This idea suffers from a number of practical obstacles:

One, in a sufficiently advanced field of study, an idea's originator may be the only person able to imagine an experimental test. I doubt that many physicists would have immediately thought that Mercury's unexplained orbital precession would serve to either support or falsify Einstein's General Relativity -- but Einstein certainly could. Same with deflected starlight paths during a solar eclipse (both these effects were instrumental in validating GR).

Two, scientists are supposed to be the harshest critics of their own ideas, on the lookout for a contradicting observation. This was once part of a scientist's training -- I assume this is still the case.

Three, the falsifiability criterion. If an experimental proposal doesn't include the possibility of a conclusive falsification, it's not, strictly speaking, a scientific idea. So an idea's originator either has (and publishes) a falsifying criterion, or he doesn't have a legitimate basis for a scientific experiment.

Here's an example. Imagine if the development of the transistor relied on random experimentation with no preferred outcome. In the event, the inventors at Bell Labs knew exactly what they wanted to achieve -- the project was very focused from the outset.

Another example. Jonas Salk (polio vaccine) knew exactly what he wanted to achieve, his wasn't a random journey in a forest of Pyrex glassware. It's hard to imagine Salk's result arising from an aimless stochastic exploration.

So it seems science relies on people's integrity, not avoidance of any particular focus. If integrity can't be relied on, perhaps we should abandon the people, not the methods.

WORK ORDER A: Reproduce the passage about scientific testing from "Two, scientists are" to "from the outset.".
WORK ORDER B: According to the passage about scientific testing, which two effects were instrumental in validating General Relativity?
The items below have no role in this work.

Stored data entries:
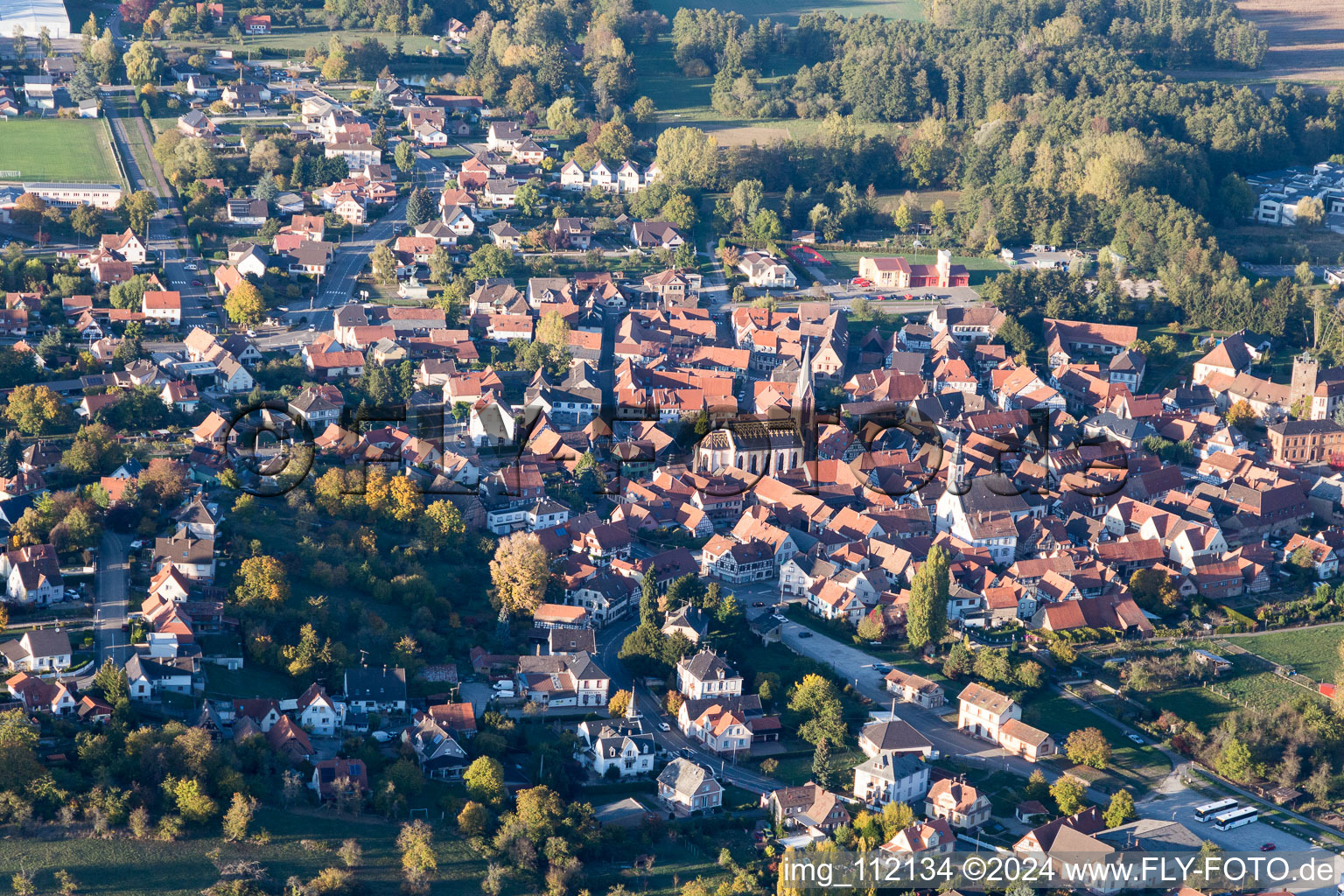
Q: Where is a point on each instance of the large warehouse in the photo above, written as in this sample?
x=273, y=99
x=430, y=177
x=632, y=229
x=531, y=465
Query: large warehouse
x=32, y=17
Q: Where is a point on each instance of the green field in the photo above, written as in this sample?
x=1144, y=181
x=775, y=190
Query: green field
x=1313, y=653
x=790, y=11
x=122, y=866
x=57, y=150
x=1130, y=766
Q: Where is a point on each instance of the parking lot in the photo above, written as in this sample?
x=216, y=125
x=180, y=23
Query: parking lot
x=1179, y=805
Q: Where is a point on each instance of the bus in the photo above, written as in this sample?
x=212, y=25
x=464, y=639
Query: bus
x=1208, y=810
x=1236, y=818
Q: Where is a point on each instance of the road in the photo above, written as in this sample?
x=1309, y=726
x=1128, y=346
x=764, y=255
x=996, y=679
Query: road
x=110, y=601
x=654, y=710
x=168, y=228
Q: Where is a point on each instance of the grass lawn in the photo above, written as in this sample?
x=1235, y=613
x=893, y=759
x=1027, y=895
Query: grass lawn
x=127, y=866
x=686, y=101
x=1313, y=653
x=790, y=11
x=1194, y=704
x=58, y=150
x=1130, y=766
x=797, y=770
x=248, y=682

TASK RESPONSE A:
Two, scientists are supposed to be the harshest critics of their own ideas, on the lookout for a contradicting observation. This was once part of a scientist's training -- I assume this is still the case.

Three, the falsifiability criterion. If an experimental proposal doesn't include the possibility of a conclusive falsification, it's not, strictly speaking, a scientific idea. So an idea's originator either has (and publishes) a falsifying criterion, or he doesn't have a legitimate basis for a scientific experiment.

Here's an example. Imagine if the development of the transistor relied on random experimentation with no preferred outcome. In the event, the inventors at Bell Labs knew exactly what they wanted to achieve -- the project was very focused from the outset.

TASK RESPONSE B: Mercury's unexplained orbital precession and deflected starlight paths during a solar eclipse.